→ **Required action**:
Give the entries again, exactly as written.

→ **Source material**:
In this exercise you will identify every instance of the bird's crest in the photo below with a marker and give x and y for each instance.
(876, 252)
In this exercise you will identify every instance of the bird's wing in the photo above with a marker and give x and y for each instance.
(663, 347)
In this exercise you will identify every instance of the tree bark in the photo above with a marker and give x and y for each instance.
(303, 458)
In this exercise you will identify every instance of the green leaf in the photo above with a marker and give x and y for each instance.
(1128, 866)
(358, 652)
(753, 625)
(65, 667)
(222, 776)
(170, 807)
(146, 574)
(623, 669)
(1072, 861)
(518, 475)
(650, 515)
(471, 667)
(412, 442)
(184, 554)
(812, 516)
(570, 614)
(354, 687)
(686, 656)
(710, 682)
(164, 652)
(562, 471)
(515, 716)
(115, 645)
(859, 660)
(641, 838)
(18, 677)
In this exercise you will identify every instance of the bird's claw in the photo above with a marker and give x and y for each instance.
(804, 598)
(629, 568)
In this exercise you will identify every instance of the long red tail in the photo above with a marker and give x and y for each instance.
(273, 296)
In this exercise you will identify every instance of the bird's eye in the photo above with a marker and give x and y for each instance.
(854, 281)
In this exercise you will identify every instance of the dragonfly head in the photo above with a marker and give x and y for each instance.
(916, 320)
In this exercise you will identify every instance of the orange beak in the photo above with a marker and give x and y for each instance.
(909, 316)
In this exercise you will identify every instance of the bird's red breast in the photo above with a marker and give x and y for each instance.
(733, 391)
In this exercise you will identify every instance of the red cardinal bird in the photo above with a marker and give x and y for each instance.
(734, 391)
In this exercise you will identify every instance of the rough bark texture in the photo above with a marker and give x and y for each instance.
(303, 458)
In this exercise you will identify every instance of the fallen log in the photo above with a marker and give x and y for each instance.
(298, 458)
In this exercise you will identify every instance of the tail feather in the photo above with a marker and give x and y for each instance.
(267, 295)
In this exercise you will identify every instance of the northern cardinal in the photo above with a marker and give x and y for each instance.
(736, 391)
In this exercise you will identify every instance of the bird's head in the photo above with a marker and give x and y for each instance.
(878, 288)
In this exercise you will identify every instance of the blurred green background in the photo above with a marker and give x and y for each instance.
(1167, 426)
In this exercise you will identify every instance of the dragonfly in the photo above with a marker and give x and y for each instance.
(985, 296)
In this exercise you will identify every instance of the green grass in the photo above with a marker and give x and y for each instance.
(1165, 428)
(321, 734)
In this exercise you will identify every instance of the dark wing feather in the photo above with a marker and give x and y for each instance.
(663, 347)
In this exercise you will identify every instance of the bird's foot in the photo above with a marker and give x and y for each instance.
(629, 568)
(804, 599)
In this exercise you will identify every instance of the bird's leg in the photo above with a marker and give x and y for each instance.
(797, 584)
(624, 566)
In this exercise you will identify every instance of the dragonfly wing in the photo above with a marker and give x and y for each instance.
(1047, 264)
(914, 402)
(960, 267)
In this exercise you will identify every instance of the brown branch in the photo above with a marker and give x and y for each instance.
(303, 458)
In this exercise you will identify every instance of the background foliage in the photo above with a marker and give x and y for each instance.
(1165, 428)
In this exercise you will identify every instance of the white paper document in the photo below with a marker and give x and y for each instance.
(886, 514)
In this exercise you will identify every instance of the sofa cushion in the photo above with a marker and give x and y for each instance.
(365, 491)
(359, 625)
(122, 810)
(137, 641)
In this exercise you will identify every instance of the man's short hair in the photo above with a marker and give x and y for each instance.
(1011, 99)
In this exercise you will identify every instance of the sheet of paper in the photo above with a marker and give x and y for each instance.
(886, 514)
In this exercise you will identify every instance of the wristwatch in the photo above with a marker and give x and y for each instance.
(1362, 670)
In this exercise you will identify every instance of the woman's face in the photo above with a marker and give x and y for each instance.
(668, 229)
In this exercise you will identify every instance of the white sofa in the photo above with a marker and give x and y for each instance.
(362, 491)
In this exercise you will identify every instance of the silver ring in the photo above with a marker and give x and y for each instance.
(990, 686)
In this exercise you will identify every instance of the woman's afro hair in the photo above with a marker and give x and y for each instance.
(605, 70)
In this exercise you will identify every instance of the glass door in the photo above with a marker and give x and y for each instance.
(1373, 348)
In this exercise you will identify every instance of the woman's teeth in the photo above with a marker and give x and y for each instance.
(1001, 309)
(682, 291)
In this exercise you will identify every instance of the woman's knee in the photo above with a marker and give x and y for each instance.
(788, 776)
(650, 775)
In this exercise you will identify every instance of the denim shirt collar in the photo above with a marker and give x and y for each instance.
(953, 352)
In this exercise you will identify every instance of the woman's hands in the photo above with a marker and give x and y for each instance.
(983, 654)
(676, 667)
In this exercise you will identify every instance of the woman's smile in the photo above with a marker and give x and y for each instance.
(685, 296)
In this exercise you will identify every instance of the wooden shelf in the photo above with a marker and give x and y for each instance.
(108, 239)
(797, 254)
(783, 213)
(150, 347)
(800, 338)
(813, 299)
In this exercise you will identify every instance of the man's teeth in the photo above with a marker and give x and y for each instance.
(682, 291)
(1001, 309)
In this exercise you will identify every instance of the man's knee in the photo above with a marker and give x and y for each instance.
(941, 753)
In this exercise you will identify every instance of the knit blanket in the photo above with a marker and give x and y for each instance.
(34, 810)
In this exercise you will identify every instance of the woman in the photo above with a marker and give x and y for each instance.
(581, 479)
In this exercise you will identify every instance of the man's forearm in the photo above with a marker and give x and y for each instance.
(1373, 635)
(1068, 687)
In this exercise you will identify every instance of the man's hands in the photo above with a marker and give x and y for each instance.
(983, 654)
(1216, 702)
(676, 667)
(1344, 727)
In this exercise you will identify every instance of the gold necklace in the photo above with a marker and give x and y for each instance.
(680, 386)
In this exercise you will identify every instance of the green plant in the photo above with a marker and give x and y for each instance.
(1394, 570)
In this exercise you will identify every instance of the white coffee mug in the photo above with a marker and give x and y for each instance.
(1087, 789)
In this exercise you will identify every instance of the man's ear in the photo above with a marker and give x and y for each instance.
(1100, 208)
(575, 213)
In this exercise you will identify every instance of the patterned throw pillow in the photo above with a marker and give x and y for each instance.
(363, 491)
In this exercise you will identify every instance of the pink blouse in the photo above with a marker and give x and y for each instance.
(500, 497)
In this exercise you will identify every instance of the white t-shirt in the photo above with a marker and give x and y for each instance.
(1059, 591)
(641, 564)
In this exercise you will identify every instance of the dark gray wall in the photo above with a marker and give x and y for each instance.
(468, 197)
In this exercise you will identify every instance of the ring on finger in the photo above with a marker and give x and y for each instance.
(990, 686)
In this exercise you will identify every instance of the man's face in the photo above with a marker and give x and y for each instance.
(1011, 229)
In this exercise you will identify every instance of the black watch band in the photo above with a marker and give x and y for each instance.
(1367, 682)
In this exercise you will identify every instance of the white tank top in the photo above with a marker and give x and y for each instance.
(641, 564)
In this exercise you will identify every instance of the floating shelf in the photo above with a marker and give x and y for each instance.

→ **Solution to this task**:
In this exercise you will identify every instance of the bird's crest in the photo below with a marker and give x and y for each instance.
(876, 252)
In this exercise you will identify every instance of the bird's wing in the photo above with a marker and give x and y for each instance.
(663, 347)
In this exercise you will identify every instance of the tree bark in the photo above with a marker and give x and y for each instance.
(303, 458)
In this exercise you will identify every instance of the green leaf in the photo above with a marker and give x and y for each instance.
(1128, 866)
(358, 652)
(753, 625)
(65, 667)
(222, 776)
(170, 807)
(146, 574)
(623, 669)
(1072, 861)
(518, 475)
(650, 515)
(471, 667)
(412, 442)
(184, 554)
(812, 516)
(570, 614)
(354, 687)
(686, 656)
(710, 682)
(164, 652)
(562, 471)
(515, 716)
(115, 645)
(859, 660)
(641, 838)
(18, 677)
In this exercise you will identify every instance of the bird's claw in the photo above with a marker and give x and y for each instance.
(804, 598)
(629, 568)
In this exercise you will identify every instance of the long red tail in the photo above with a marker and give x and y for each instance.
(273, 296)
In this exercise you will identify every instance of the bird's eye in the photo above with a marker and give x and y for each instance.
(854, 281)
In this exercise you will identify every instance of the dragonfly head in the photo above with a marker and give x and y for each instance.
(916, 320)
In this exercise you will identify every instance of the orange beak in the photo above with a marker and give x and y for each instance.
(909, 316)
In this exercise you will identify every instance of the bird's red breast in the photo above with a marker and give x and y for each instance.
(733, 391)
In this exercise you will identify every instance of the red cardinal bird in the photo above with a marker and give x and y for each instance.
(734, 391)
In this exercise you will identify every instance of the rough bark texture in the photo above with a marker and give x and y for each instance.
(303, 458)
In this exercise you will identify every instance of the fallen log in the photo above with a marker and give x and y for each instance.
(298, 458)
In this exercise you will identify every instance of the tail feather in the photo above with a marker and give x and y for each instance.
(267, 295)
In this exercise you will identify every instance of the northern cardinal in the photo above with a marker and give x and y for each instance.
(736, 391)
In this exercise you will identify every instance of the bird's head in the photo above with a marker and give x and y for each instance.
(878, 288)
In this exercise you will identify every instance of the blurred green background in the photo above with a marker and give x and y for each instance.
(1167, 426)
In this exercise you will identify every instance of the dragonfly in the photo above with a marker and give x and y for each instance.
(985, 296)
In this exercise you will identify every instance of the green grass in the photo above with a marker and give x and y for each instance.
(1165, 428)
(321, 734)
In this exercise you will identify every instance of the dark wing feather in the photo above with a marker and give x and y for each instance.
(663, 347)
In this exercise you will identify every instance of the bird's foot in the photo above with a marker and give x and y for each instance.
(629, 568)
(804, 599)
In this exercise you will identify every instance of the bird's leg in the photo above with a marker and give x and y for each instance.
(797, 584)
(624, 566)
In this exercise you will identify every instance of the dragonfly wing in the photo above with a marker and give x and y for each instance.
(1047, 264)
(914, 402)
(960, 267)
In this exercise you will identify every instance of the brown branch in the photo above with a marker and give x and y for each instance.
(303, 458)
In this exercise you will identify every instance of the background foliage in the photo above with a marker and give x and y for each instance.
(1165, 428)
In this exercise you will identify every instance of the white paper document in the photo below with a marker and give x and y for each instance.
(886, 514)
In this exercise you will identify every instance of the sofa cushion in the photo above with a marker and give x and y for each instance.
(365, 491)
(359, 625)
(122, 810)
(137, 641)
In this exercise you will identify every instance of the man's short hair in the photo above with a marker and give x and y for each instance.
(1011, 99)
In this exercise you will identify every instance of the sheet of paper in the photo above with a marker and give x and y for each instance.
(886, 514)
In this exercise you will identify every instance of the wristwatch in the photo above with a marker and give x and y for each instance.
(1362, 670)
In this exercise you will identify every instance of the woman's face in the photo above with a marker and give x and y for each instance.
(668, 229)
In this exercise you will identify every instance of the white sofa in the photo above with a marker and give x and y for each instance.
(362, 491)
In this exercise you will identify every instance of the silver ring in the photo above with a marker and give x and y for each instance.
(990, 686)
In this exercise you will identify every instance of the woman's afro hair in the photo above with a marker and give x and y for each instance.
(605, 70)
In this exercise you will identify every instance of the glass door in the photo above with a marker and give x and y for each instance.
(1373, 348)
In this exercise you will identify every instance of the woman's teeth in the photo above with a marker and give x and y for each instance.
(1001, 309)
(682, 291)
In this exercise you will identify every instance of the woman's knee in the photo above with a marker and give x and y for each instance.
(788, 776)
(650, 775)
In this exercise you will identify every instance of the denim shirt collar in the photo above with a marker and give x and y for each instance.
(953, 352)
In this exercise you will identify every instance of the woman's hands in the photo above with a marker and give x and y for each instance.
(983, 654)
(676, 667)
In this exercise you will identify every instance of the woman's smile in the photo above with a marker and give x and y for each instance.
(685, 296)
In this exercise you will identify every instance of the wooden shelf in the photo above with a marker and give x and y for each instance.
(108, 239)
(797, 254)
(783, 213)
(150, 347)
(800, 338)
(813, 299)
In this exercise you will identify every instance of the man's teeth in the photo above with a marker and give x and y for each instance.
(682, 291)
(1001, 309)
In this exercise you will identify every instance of the man's knee in the photo above with a marker and give x and y for each instance.
(941, 753)
In this exercise you will identify every instance of the knit blanket in the photo above with a marker and give x and y for each instance.
(34, 810)
In this exercise you will identify every instance of the woman in the photo above with a marker and give x and y for each instance.
(581, 479)
In this exercise you will identify every instance of the man's forearm in the photo above with a marker and give x and y for each instance.
(1373, 635)
(1068, 687)
In this exercise you will identify every instance of the man's hands in the photo above with a marker and give x and y for each instance.
(983, 654)
(1216, 702)
(676, 667)
(1344, 727)
In this exercise you will identify every instance of the gold necklace in the photo above with a marker and give x and y for each instance.
(680, 386)
In this exercise you will identify every instance of the green plant in the photo above with a marker and give x and y for each instance.
(1394, 570)
In this exercise you will identify every instance of the white coffee mug in the photo above with a marker and give x and y for each instance.
(1087, 789)
In this exercise you will identify every instance of the man's ear in the photo above with a marker and give x and y for each instance.
(1100, 208)
(575, 213)
In this exercise you will identify every instance of the patterned throw pillow in the photo above with a marker and give x and y for each instance.
(363, 491)
In this exercise you will identify every instance of the pink blouse in the photo above with a marker and give x and y for each instance.
(500, 497)
In this exercise you will identify every instance of the white t-shirt in the photo above with a marker and give x and y for each instance.
(1059, 591)
(641, 564)
In this exercise you will identify every instance of the dark gray wall in the photo above with a marker and give x and y for each instance.
(468, 197)
In this exercise you will identify every instance of the ring on finger in the photo above with a marker and give x and y for each instance.
(990, 686)
In this exercise you will identify every instance of the man's face in the photo above with a marker and give x and y for each instance.
(1011, 229)
In this exercise you will identify every instance of the black watch band in the photo above with a marker and give x and y for each instance.
(1367, 682)
In this exercise you will identify every instance of the white tank top in the photo above with a marker and give x and y for each instance.
(641, 564)
In this exercise you will identify every instance of the floating shelf in the photo above with a marker and give x and y for each instance.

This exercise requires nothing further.